#### [GOAL]
Can you copy the listing below line for line, keeping every character unchanged?
* * * *
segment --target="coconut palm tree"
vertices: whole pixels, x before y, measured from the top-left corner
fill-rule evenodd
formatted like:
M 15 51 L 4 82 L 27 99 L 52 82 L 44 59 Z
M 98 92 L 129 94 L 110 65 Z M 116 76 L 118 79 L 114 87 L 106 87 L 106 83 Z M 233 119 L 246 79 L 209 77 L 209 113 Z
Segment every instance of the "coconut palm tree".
* * * *
#### [SOLVED PROBLEM]
segment --target="coconut palm tree"
vertices: whole pixels, x before y, measured from the top-left corner
fill-rule evenodd
formatted like:
M 15 51 L 4 82 L 27 99 L 52 82 L 44 59 Z
M 98 92 L 129 94 L 110 65 Z M 116 76 L 118 79 L 114 87 L 106 87 L 106 83 Z M 233 119 L 246 79 L 209 77 L 209 113 Z
Segment every instance of the "coconut palm tree".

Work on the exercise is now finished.